Task details –
Quote the whole listing verbatim.

[Opening Task data section]

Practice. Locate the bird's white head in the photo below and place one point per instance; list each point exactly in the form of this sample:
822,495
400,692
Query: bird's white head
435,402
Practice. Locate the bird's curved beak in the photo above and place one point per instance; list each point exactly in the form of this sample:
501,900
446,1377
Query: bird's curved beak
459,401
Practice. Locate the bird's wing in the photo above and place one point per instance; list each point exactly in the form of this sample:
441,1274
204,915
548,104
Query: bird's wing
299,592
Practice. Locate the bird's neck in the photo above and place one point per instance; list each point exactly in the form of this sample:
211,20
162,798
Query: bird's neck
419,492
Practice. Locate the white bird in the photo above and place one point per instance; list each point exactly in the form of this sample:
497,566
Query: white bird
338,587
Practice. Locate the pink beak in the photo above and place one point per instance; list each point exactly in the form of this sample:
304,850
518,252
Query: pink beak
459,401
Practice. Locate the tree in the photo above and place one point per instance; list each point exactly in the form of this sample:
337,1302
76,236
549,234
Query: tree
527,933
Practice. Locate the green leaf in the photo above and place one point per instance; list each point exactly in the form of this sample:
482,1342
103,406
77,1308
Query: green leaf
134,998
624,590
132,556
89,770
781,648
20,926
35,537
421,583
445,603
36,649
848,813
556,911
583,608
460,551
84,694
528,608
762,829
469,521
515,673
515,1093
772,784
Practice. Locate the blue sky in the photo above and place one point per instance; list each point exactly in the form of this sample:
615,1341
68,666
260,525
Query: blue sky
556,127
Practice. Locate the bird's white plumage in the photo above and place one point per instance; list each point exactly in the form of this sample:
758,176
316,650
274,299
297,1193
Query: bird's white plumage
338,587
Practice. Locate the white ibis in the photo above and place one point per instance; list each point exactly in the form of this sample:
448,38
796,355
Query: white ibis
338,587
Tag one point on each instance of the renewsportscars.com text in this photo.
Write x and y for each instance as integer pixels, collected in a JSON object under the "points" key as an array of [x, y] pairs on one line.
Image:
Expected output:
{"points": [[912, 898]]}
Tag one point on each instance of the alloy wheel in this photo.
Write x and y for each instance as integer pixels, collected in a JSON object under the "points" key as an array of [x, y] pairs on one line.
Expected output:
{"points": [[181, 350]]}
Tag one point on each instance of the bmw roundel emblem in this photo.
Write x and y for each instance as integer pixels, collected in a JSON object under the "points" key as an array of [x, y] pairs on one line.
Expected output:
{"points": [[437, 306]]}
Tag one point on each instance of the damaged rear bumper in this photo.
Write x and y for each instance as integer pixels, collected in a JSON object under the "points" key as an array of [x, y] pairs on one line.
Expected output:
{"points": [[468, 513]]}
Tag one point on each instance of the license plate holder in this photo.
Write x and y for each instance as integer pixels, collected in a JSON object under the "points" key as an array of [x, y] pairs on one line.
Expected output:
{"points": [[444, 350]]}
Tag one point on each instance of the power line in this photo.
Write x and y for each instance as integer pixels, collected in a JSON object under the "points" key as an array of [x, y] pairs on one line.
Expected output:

[Closing Task data section]

Final answer –
Practice. Locate the bird's white head in the photo below and place one point per instance; list each point exactly in the form of this sample:
822,495
400,692
Query: bird's white head
435,402
Practice. Locate the bird's curved beak in the photo above and place one point per instance; list each point exactly in the form of this sample:
501,900
446,1377
Query: bird's curved beak
459,401
Practice. Locate the bird's wing in the photo above and place one point per instance; list each point exactly in the form of this sample:
441,1274
204,915
548,104
Query: bird's wing
299,592
Practice. Locate the bird's neck in the photo above and place one point per instance; list each point exactly in the form of this sample:
211,20
162,798
Query: bird's neck
419,492
Practice. Locate the white bird in the photo above and place one point per instance; list each point exactly in the form of this sample:
497,566
Query: white bird
338,587
Practice. Locate the pink beak in the photo above and place one point per instance; list each point exactly in the form of this sample:
304,850
518,252
Query: pink beak
459,401
Practice. Locate the tree in the photo above and place one point per instance; list each point exactly in the form of this sample:
337,1302
76,236
549,234
Query: tree
527,933
Practice. Locate the green leaf in the photo above and place one point per instance; list each point exactly in the form of this sample:
482,1342
103,406
77,1308
Query: green leaf
134,998
624,590
132,556
89,770
781,648
20,926
35,537
421,583
445,603
36,649
848,813
556,911
583,608
460,551
84,694
528,608
762,829
469,521
515,673
515,1093
772,784
Practice. Locate the blue sky in the photo above and place one point per instance; list each point exactly in the form of this sample:
615,1341
68,666
260,525
Query: blue sky
556,127
Practice. Locate the bird's white plumage in the photo above and place one point per instance; list each point exactly in the form of this sample:
758,176
316,650
274,299
297,1193
Query: bird's white plumage
338,587
Practice. Locate the white ibis in the photo above and place one point per instance; list each point exactly in the form of this sample:
448,38
796,355
Query: white ibis
338,587
Tag one point on each instance of the renewsportscars.com text in this photo.
Write x and y for each instance as integer pixels, collected in a JSON object under the "points" key as an array of [x, y] pairs on one line.
Image:
Expected output:
{"points": [[912, 898]]}
Tag one point on each instance of the alloy wheel in this photo.
Write x and y for each instance as integer pixels, collected in a JSON object under the "points" key as an array of [x, y] pairs on one line.
Expected output:
{"points": [[181, 350]]}
Tag one point on each instance of the bmw roundel emblem in this photo.
Write x and y for each instance as integer pixels, collected in a JSON object under the "points" key as an array of [x, y] pairs on one line.
Expected output:
{"points": [[437, 306]]}
Tag one point on each instance of the damaged rear bumper in this photo.
Write x and y for each instance as integer pixels, collected in a JSON object under the "points" key as an array of [x, y] pairs on one line.
Expected output:
{"points": [[468, 513]]}
Tag one point on each instance of the license plate holder in this photo.
Write x and y for each instance as integer pixels, collected in a JSON object under the "points" key as an array of [x, y] pairs on one line.
Expected output:
{"points": [[444, 350]]}
Tag one point on each instance of the power line in this photo.
Write x and y for each instance as integer pixels, collected in a JSON object under the "points" key as an array of [x, y] pairs on one line.
Expected output:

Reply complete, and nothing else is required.